Information given section start
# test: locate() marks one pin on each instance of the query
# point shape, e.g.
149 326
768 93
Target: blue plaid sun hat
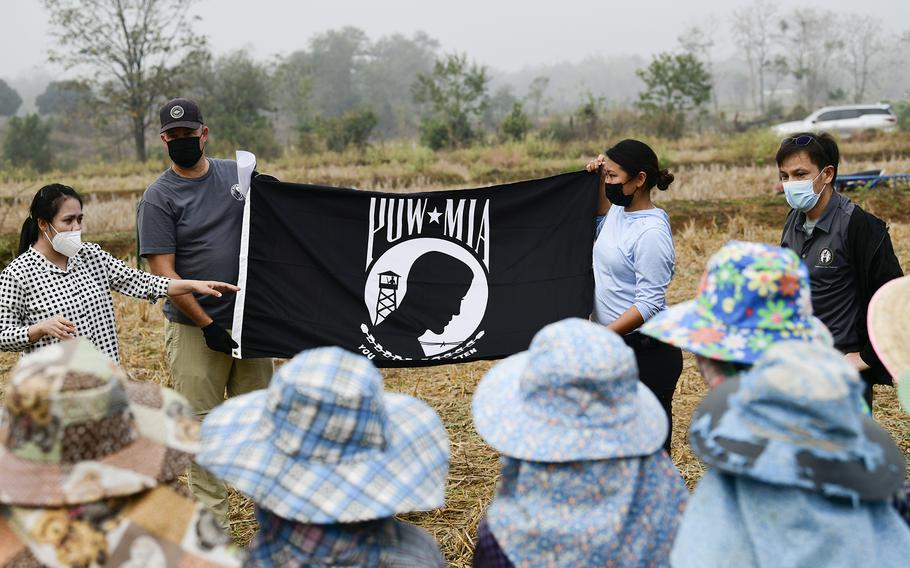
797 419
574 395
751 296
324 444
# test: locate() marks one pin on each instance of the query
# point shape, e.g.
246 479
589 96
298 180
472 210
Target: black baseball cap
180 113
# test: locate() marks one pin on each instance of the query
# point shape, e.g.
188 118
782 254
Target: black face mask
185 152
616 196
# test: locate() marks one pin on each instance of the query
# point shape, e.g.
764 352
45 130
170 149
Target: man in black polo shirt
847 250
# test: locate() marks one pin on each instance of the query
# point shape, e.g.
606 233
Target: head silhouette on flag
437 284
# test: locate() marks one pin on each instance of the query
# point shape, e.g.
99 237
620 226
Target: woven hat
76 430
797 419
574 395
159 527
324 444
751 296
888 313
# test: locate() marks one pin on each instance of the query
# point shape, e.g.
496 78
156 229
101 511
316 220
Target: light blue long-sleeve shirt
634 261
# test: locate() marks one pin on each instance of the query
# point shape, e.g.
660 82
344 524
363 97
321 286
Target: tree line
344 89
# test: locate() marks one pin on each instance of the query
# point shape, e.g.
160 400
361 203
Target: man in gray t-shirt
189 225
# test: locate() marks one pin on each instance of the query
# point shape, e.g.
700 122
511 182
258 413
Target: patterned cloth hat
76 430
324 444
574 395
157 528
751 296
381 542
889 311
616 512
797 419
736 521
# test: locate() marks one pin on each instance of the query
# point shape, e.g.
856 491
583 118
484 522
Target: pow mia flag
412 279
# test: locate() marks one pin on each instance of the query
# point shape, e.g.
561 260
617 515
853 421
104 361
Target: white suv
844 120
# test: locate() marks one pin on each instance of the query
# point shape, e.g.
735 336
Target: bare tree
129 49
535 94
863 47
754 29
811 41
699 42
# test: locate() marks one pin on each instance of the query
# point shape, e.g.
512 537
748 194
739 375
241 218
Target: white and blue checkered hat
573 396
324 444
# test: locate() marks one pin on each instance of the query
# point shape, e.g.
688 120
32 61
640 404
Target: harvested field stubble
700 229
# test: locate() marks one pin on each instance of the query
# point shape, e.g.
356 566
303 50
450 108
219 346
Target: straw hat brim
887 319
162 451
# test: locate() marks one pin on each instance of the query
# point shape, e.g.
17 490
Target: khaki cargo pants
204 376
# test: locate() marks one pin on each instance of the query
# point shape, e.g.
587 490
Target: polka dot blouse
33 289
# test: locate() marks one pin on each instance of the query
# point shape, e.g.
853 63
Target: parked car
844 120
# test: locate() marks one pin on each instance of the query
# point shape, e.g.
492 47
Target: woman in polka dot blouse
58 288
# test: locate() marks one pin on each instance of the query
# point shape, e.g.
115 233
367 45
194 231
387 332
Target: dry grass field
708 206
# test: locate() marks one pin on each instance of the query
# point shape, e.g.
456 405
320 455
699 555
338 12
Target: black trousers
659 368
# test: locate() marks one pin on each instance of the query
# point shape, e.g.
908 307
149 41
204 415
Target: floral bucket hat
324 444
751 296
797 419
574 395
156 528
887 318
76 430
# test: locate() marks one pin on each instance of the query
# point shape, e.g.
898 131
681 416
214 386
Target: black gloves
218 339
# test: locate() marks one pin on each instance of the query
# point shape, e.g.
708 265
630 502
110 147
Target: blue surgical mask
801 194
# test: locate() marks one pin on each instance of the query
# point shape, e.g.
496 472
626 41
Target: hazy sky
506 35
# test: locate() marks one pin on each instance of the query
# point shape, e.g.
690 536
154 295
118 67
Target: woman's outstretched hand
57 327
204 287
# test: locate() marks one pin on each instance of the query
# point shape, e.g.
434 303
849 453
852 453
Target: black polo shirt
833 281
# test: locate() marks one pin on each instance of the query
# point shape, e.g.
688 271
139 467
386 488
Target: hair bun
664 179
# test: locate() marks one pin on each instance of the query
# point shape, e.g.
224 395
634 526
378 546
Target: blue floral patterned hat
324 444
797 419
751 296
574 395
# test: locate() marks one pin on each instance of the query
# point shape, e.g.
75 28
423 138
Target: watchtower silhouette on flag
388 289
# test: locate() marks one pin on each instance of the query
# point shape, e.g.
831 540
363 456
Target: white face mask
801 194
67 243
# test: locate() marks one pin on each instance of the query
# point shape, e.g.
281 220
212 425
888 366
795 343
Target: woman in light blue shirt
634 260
Information given section end
The job here is to write out the records exactly, pictures excluded.

# test: locate() marks one pin on each instance of the query
# point shape, e.g.
149 326
768 93
Target: blue plaid sun hat
797 419
574 395
751 296
324 444
# test: locate() marks one pin on each instance of the query
# point shape, e.g.
246 479
589 96
298 180
472 210
Target: black baseball cap
180 113
# test: locate() marks one pin on each instance of the query
# point shape, e.g.
188 118
782 254
Target: black face mask
185 152
616 196
# test: locate() marks one pin on each instance of the query
# point shape, e.g.
764 352
45 130
170 149
Target: man in black polo shirt
847 250
# test: locate() marks one pin on each instance of the query
# point shape, e.g.
606 233
Target: head silhouette on flag
437 284
# test: locate() marks one pin on each instance of the query
# point shape, e.g.
99 237
620 226
Target: woven hat
76 430
797 419
574 395
159 527
324 444
751 296
888 313
# test: locate() marks one pin on each instance of the query
# point shape, e.g.
496 78
156 229
101 511
316 220
Target: light blue long-sleeve shirt
634 261
# test: locate() marks one pin on each instance of the query
# point shape, e.g.
660 82
344 524
363 97
321 286
Target: tree line
344 89
# test: locate() marks one pin on each instance of the query
# point shape, e.g.
160 400
361 203
Target: man in gray t-shirt
189 225
# test: locate() marks one pin on each instance of the query
# point shape, e.g.
700 122
511 182
258 413
Target: patterned cloth hat
76 430
324 444
574 395
157 528
751 296
381 542
889 311
616 512
797 419
736 521
# test: locate() marks one pin on each instance of the query
# point shape, e.g.
856 491
583 118
484 522
Target: pow mia flag
412 279
# test: locate() marks one pin on each instance of the query
# point shape, e.g.
561 260
617 515
853 421
104 361
Target: white suv
844 120
# test: locate() marks one pin on each instance of the query
# point shape, e.g.
735 336
Target: bare tree
129 49
535 94
863 47
754 29
811 41
699 42
# test: locate() marks one pin on each instance of the query
# point shape, e.g.
512 537
748 194
739 375
241 218
Target: white and blue checkered hat
573 396
324 444
# test: locate() marks one pin on each instance of the query
# point shape, e.g.
688 120
32 61
640 404
Target: harvested field stubble
700 229
# test: locate() marks one pin on each instance of the query
# point shape, e.g.
356 566
303 50
450 108
219 346
Target: straw hat brim
887 319
162 451
# test: locate() marks one pin on each instance of the query
# point shape, e.g.
17 490
Target: khaki cargo pants
204 376
# test: locate() marks one pin on each instance of the query
# point shape, e.g.
587 490
Target: polka dot blouse
33 289
# test: locate() marks one pin on each instance of the query
# point shape, e.g.
853 63
Target: parked car
844 120
# test: locate() marks one pin on each instance of the query
# point shape, e.g.
492 47
Target: woman in polka dot blouse
58 288
# test: locate() marks one pin on each instance of the query
# point shape, e.g.
115 233
367 45
194 231
387 332
Target: dry grass field
708 206
# test: locate() marks one pin on each instance of the query
# point shape, e.g.
456 405
320 455
699 555
338 12
Target: black trousers
659 368
# test: locate() marks one pin on each instance of the query
# point shape, e.g.
908 307
149 41
204 415
Target: floral bucket hat
324 444
751 296
797 419
574 395
156 528
887 318
76 430
# test: locate() marks one pin on each instance of the query
# point shape, e.g.
898 131
681 416
214 386
Target: black gloves
218 339
# test: locate() marks one pin on each instance of the query
# point shape, e.g.
708 265
630 502
110 147
Target: blue surgical mask
801 194
# test: locate() marks one pin on each instance of the query
# point shape, e.g.
496 472
626 41
Target: hazy sky
506 35
# test: locate() marks one pin on each instance of the query
# point shape, e.g.
690 536
154 295
118 67
Target: woman's outstretched hand
57 327
204 287
# test: locate() marks one pin on each instance of the query
# point shape, e.g.
434 303
849 453
852 453
Target: black polo shirt
833 281
# test: locate() marks one pin on each instance of the query
# point shape, e.g.
688 271
139 467
386 488
Target: hair bun
664 179
# test: locate() marks one pin on each instance of the query
# point shape, e.g.
224 395
634 526
378 546
Target: blue floral patterned hat
324 444
797 419
751 296
574 395
# test: locate() marks one pin on each instance of the query
# point shape, e.g.
75 28
423 138
Target: watchtower silhouette on flag
388 289
# test: locate() marks one pin on each instance of the query
# point shape, e.g.
831 540
363 456
Target: white face mask
801 194
67 243
# test: locate() marks one pin on each instance of the query
# point shape, e.g.
281 220
212 425
888 366
795 343
Target: woman in light blue shirt
634 260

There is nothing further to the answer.